• **SELECTED EXTRACT**
>> Start
# At what point do I need to get the bell housing fixed?



## hairyaardvark (Feb 7, 2010)

Guys, your advice please.

My GTR has recently started with the well known dinner-plate rattle from the bell housing, but ONLY when accelerating over rough ground, not all the time.

Is this too early for a successful warranty claim and fix, in your opinions?

My car is kinda late to the party - a 59 plate with 28k miles. Surprised it hasn't had the problem before now tbh.

Cheers
David R


----------



## SamboGrove (Jun 27, 2010)

I'm wondering the same thing. Have my 18 month service at litchfields in april so gonna get Iain to take a look then. He did mention there was some play on it last service and to keep an eye on it. At the moment its no louder than any of the other rattles/noices the beast makes anyway so not too concerned.


----------



## HSimon (Jun 4, 2008)

Just got mine back from having the bell housing done, and its so smooth and quiet now. I was told, this was the modified part, that i had fitted, so we will see how long it lasts, regards, SIMON.


----------



## charles charlie (May 3, 2008)

When mine went on the M6 it was not a pleasant experience so my advice is get it done as soon as you first notice it.

You'll be amazed how smooth your car should run once it's done.


----------



## fozi.g (Sep 3, 2007)

looking forward to getting mine done next week. The rattling's driving me mad!!


----------



## tomgtr (May 24, 2008)

Wasnt the dinner plate rattle related to springs on calipers? Mine does that. Car just got a new gear box so hope I won't have to give the car in again for another fix.


----------



## OldBob (Oct 18, 2010)

Yes the "dinner plate rattle" comes from the rear over certain surfaces etc and others have shown in their case that this has been related to the rear brake retaining springs. The bell housing rattle obviously isn't from the rear (but where the bell housing is ;-) .. from inside the car it appears to come from underneath and forward of where the CD player area is. Search and you'll find it rattles on tickover, mainly abates as you rev and can cause vibration at speeds IIR. so quite different to the dinner plate stuff.
When I was under the car at Litchfield we could move the front end of prop shaft about 2-3mm up, down and side to side which is probably excessive play and as a result I'm probably going to get it seen to too at next service point. 
Although the rattle isn't horrible on tickover although I can convince myself I can feel a bit of a vib/rumble around a ton, but this could just be hypercardria 
Sure others will put me straight if I've got it wrong.


----------



## OldBob (Oct 18, 2010)

Aardvark, do you have a aftermarket Zorst? I only ask because for a while after I had a Milltek fitted (on MY10) I would get a tinny rattle when accelerating hard over a bumpy surface. Turned out to be one of the undertray cooling fins touching the mid exhaust support arm when the tray flexed. There was only a few mm clearance and putting a few washers on to move the tray down a further 4-5mm at that corner solved the problem.
>> End
• **EXCERPTED RECORDS**
>> Start
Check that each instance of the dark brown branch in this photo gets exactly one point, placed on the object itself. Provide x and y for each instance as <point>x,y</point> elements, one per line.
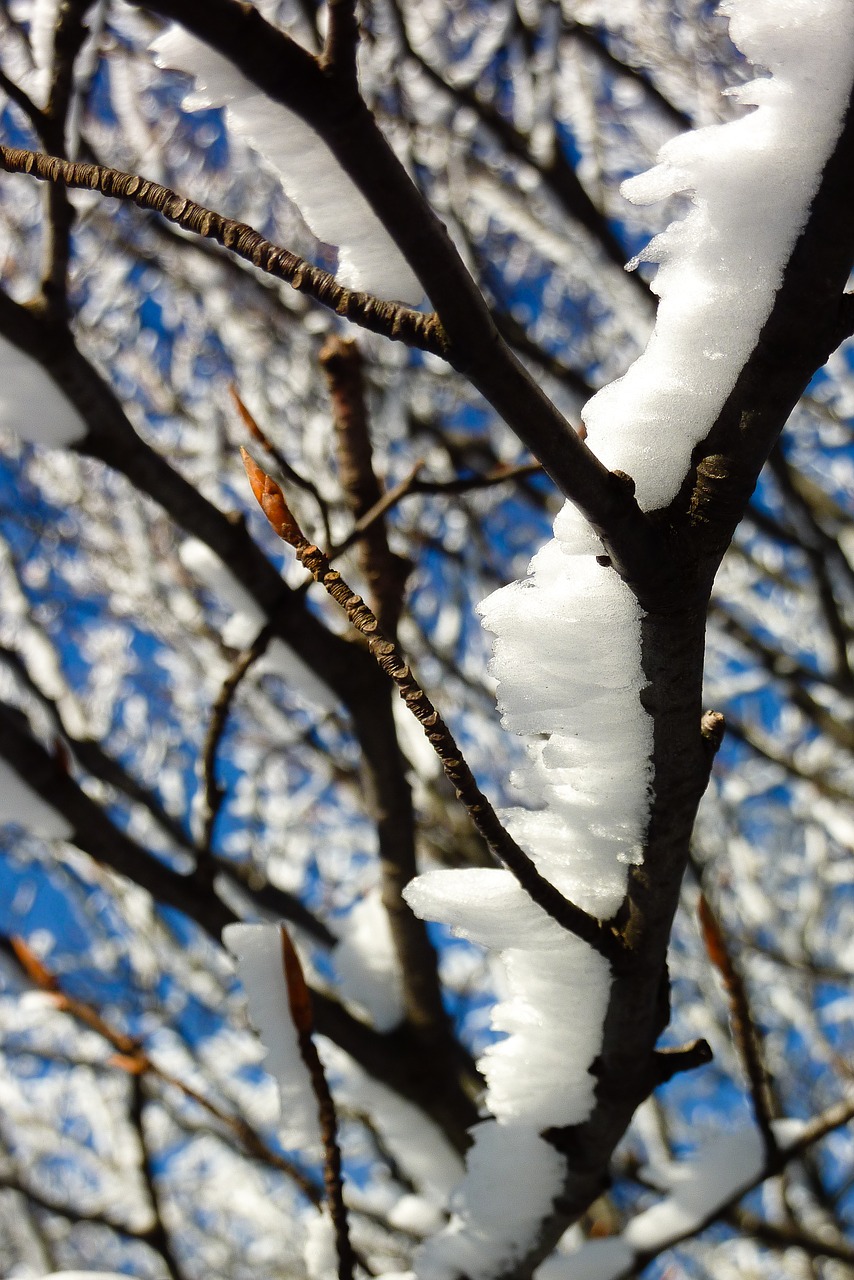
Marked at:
<point>414,484</point>
<point>69,35</point>
<point>159,1234</point>
<point>557,174</point>
<point>598,935</point>
<point>288,472</point>
<point>447,1089</point>
<point>287,73</point>
<point>795,341</point>
<point>822,1125</point>
<point>384,571</point>
<point>745,1033</point>
<point>788,1235</point>
<point>384,318</point>
<point>338,58</point>
<point>301,1014</point>
<point>213,792</point>
<point>132,1057</point>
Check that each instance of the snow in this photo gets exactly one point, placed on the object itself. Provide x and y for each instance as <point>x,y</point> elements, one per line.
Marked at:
<point>32,405</point>
<point>721,1169</point>
<point>330,204</point>
<point>416,1143</point>
<point>567,656</point>
<point>366,963</point>
<point>257,950</point>
<point>596,1260</point>
<point>24,807</point>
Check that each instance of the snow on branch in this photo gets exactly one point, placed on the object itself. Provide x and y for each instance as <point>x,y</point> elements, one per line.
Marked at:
<point>393,321</point>
<point>567,653</point>
<point>32,405</point>
<point>329,201</point>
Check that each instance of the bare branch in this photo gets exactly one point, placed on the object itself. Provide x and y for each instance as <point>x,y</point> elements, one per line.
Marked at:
<point>598,935</point>
<point>300,1004</point>
<point>386,571</point>
<point>384,318</point>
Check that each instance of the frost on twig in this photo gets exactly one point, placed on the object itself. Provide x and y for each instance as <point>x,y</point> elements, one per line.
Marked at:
<point>330,204</point>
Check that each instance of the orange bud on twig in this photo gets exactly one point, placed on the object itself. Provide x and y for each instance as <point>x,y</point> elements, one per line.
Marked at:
>> End
• **TO DO**
**A.** Reproduce the part of the bell housing forum thread from "## tomgtr (May" to "for another fix.".
**B.** Continue the forum thread about bell housing rattle, picking up after its final post.

• **TASK-BY-TASK OUTPUTS**
**A.**
## tomgtr (May 24, 2008)

Wasnt the dinner plate rattle related to springs on calipers? Mine does that. Car just got a new gear box so hope I won't have to give the car in again for another fix.

**B.**
----------



## HSimon (Jun 4, 2008)

I had a look at the removed, old bell housing on my car, and the coupling moved up and down by a few mm. I was quite surprised by just how much play there was, no wonder they rattle. I hope the modded, if indeed they are modded, version, will last a lot longer.


----------



## hairyaardvark (Feb 7, 2010)

Some very interesting comments, thanks chaps.

OldBob - yes i do indeed have a Milltek Race system fitted! And the commencement of this noise about 3 months ago might well be around the time it went on. Need to check my dates.

So now there are two possible culprits for the noise - brake springs and backbox .... definitely coming from the rear, and only on bumpy bits in the road - so probably not the bell housing after all.

Actually if it is the brakes then I'm not worried. And if it does turn out to be the exhaust then I'll ask Litchfields to sort it next time I'm in. Either way I'd be chuffed if that was all it was.

thanks all
David R


----------



## OldBob (Oct 18, 2010)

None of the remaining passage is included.